*REQUIRED WORK*. Reproduce the data shown below exactly.

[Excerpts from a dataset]
--

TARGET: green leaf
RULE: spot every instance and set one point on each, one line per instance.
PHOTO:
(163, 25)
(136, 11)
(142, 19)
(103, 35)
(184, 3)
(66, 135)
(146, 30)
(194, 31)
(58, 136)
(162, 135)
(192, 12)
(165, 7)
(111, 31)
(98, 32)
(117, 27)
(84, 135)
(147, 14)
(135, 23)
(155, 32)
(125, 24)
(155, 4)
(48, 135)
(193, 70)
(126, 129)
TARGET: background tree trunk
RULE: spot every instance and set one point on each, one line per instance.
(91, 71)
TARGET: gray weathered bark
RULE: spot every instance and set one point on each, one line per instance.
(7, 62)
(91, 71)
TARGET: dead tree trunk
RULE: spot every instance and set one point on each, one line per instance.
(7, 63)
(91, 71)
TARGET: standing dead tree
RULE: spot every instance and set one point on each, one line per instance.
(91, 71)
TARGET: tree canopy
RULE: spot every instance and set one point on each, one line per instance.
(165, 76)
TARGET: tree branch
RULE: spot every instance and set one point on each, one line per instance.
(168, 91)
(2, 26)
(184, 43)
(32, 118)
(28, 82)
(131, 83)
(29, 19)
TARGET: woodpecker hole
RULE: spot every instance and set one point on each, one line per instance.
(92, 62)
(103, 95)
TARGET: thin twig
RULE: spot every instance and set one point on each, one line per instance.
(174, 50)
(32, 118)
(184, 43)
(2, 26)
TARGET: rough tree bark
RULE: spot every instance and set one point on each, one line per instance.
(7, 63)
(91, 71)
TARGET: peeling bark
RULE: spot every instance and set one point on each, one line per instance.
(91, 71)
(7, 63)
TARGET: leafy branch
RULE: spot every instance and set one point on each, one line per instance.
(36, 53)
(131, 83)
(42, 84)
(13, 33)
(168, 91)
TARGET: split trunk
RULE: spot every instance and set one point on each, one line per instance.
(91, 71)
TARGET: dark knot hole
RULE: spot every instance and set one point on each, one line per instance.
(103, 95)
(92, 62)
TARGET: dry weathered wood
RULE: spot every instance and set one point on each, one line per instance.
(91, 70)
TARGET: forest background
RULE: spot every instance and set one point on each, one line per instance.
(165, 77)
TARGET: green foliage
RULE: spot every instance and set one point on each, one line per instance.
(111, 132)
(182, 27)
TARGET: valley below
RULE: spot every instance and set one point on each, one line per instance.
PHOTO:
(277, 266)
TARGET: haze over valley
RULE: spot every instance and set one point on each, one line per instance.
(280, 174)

--

*OUTPUT OF THE TASK*.
TARGET: green leaf
RULE: spot every instance and set one point on each, one line per instance.
PHOTO:
(163, 25)
(136, 11)
(142, 19)
(103, 35)
(184, 3)
(66, 135)
(146, 30)
(194, 31)
(58, 136)
(162, 135)
(192, 12)
(165, 7)
(111, 31)
(98, 32)
(117, 27)
(84, 135)
(147, 14)
(135, 23)
(155, 32)
(125, 24)
(155, 4)
(48, 135)
(193, 70)
(126, 129)
TARGET: background tree trunk
RULE: spot every instance and set one point on each, one line per instance.
(91, 71)
TARGET: gray weathered bark
RULE: spot every instance and set one point on each, one line per instance.
(7, 62)
(91, 71)
TARGET: dead tree trunk
RULE: spot every instance and set one point on each, one line per instance.
(7, 63)
(91, 71)
TARGET: standing dead tree
RULE: spot every instance and set one point on each, one line per instance.
(91, 71)
TARGET: tree canopy
RULE: spot every instance and set one point on each, one line per instance.
(165, 76)
TARGET: tree branch
RULE: spot every instance and set one point on each, one line per instance.
(168, 91)
(2, 26)
(184, 43)
(32, 118)
(28, 82)
(131, 83)
(29, 19)
TARGET: woodpecker hole
RULE: spot every instance and set one point on each, one line per instance.
(92, 62)
(103, 95)
TARGET: thin twig
RULE: spot every instance and set one point on each, one line per instance.
(174, 50)
(32, 118)
(184, 43)
(2, 26)
TARGET: rough tree bark
RULE: spot every instance and set one point on each, one line per instance.
(7, 63)
(91, 71)
TARGET: peeling bark
RULE: spot every instance and set one point on each, one line per instance.
(91, 71)
(7, 63)
TARGET: leafy branch
RULE: spot every instance and set one point on each, one line per instance.
(36, 53)
(131, 83)
(42, 84)
(13, 33)
(168, 91)
TARGET: split trunk
RULE: spot every instance and set one point on each, one line per instance.
(91, 71)
TARGET: dark knot hole
RULE: spot every instance and set one point on each, one line per instance.
(103, 95)
(92, 62)
TARGET: dry weathered wood
RULE: spot every instance and set one point on each, one line per instance.
(91, 70)
TARGET: forest background
RULE: spot every instance and set one point on each, one line per instance.
(165, 77)
TARGET: green foliage
RULE: spot every instance and set one point on each, one line per instance.
(111, 132)
(182, 27)
TARGET: valley below
RULE: spot every instance and set one point on each, one line per instance.
PHOTO:
(277, 266)
TARGET: haze over valley
RULE: spot every instance and set one point on each, one line per instance.
(280, 174)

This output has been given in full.